When you reach the line that contains "For each instance of the car door", begin copying exactly, and continue through the last line of the data; no pictures belong in the copy.

Image point grounding data
--- START ---

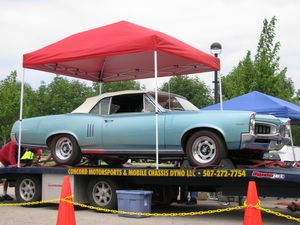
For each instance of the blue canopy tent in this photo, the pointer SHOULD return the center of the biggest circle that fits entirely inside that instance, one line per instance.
(263, 104)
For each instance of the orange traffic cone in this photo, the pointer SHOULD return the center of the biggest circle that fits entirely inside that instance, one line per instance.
(66, 215)
(252, 213)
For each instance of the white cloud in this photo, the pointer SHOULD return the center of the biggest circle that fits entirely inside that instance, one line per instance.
(29, 25)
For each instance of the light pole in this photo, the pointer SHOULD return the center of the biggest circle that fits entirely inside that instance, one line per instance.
(216, 49)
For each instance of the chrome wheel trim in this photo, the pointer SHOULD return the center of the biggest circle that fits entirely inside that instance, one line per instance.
(27, 189)
(63, 148)
(204, 149)
(102, 193)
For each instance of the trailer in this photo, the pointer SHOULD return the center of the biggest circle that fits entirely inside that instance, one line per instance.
(97, 185)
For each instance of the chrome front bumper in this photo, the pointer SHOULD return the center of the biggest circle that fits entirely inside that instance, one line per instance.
(263, 142)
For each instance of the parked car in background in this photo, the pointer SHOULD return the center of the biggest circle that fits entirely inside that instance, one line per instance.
(121, 125)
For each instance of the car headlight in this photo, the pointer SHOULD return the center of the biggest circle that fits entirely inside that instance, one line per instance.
(252, 123)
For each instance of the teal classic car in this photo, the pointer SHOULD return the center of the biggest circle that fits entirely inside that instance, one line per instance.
(121, 125)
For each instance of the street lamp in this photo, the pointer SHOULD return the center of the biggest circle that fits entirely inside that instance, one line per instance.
(216, 49)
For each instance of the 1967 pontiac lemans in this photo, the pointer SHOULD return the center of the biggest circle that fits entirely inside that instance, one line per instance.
(121, 125)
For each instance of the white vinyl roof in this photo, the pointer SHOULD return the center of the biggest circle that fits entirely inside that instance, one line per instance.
(89, 103)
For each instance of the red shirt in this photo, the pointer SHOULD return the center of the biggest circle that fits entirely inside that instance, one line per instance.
(8, 154)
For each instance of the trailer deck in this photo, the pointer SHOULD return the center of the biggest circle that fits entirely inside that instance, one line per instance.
(279, 182)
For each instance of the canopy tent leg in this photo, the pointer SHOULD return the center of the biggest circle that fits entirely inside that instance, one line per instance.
(293, 147)
(21, 117)
(220, 87)
(156, 110)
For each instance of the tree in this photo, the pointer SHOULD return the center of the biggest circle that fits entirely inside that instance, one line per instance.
(261, 73)
(117, 86)
(191, 88)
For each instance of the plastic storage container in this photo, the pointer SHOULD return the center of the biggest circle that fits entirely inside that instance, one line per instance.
(134, 201)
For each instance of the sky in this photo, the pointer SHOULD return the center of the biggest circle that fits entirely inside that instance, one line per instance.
(28, 25)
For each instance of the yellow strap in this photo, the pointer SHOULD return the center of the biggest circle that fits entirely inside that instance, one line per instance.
(28, 155)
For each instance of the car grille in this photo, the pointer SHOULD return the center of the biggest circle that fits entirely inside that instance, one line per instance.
(262, 129)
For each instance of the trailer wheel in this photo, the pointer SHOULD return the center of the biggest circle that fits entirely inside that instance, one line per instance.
(115, 161)
(65, 150)
(205, 148)
(102, 193)
(28, 189)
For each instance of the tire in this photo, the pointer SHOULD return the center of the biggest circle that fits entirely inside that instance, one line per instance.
(65, 150)
(205, 148)
(28, 189)
(115, 161)
(102, 193)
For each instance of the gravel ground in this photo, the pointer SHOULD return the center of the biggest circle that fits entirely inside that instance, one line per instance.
(46, 215)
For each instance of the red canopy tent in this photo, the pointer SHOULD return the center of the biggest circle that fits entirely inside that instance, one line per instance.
(118, 52)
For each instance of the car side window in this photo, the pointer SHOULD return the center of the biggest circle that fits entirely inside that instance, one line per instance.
(130, 103)
(148, 106)
(102, 107)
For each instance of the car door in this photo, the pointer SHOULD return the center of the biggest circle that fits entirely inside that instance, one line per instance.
(130, 126)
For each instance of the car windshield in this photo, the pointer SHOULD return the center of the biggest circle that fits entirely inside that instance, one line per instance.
(174, 102)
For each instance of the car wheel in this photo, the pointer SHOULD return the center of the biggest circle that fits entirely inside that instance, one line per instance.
(102, 193)
(28, 189)
(116, 161)
(65, 150)
(205, 148)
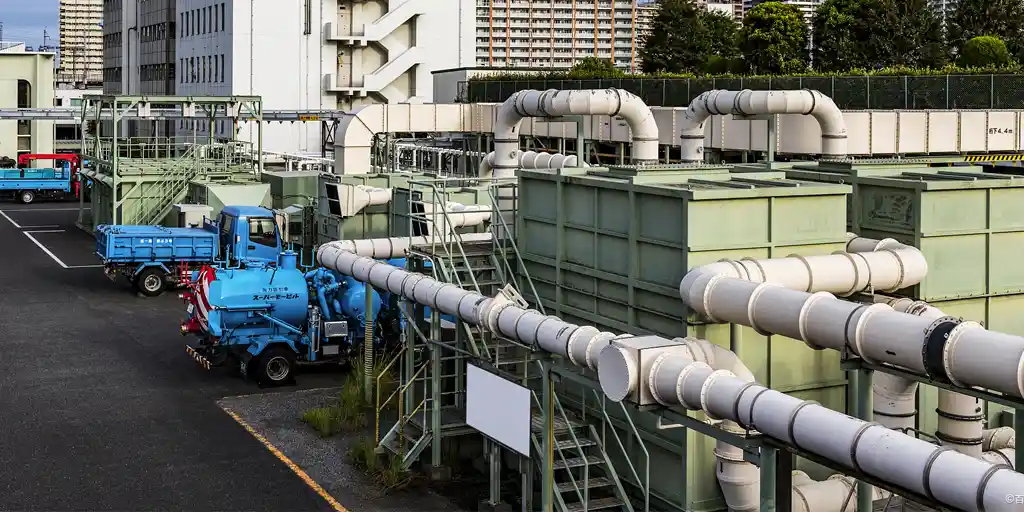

--- END ---

RESULT OF THE TASK:
For each instance of the car door in this photo, the pointer SHOULD return the center of the biggest circle that fits entirely inside that instance, one line per instance.
(130, 126)
For each instance of the car windshield in this photo, the pointer SHOULD return the center of the biggest circle that fits entirely inside that instance, one line per instance.
(174, 102)
For each instance of the car wheel in this photo, the pointer SHOULD return the center of the biggest circle that fits entirely inside that instance, one line per instance.
(102, 193)
(28, 189)
(116, 161)
(65, 150)
(205, 148)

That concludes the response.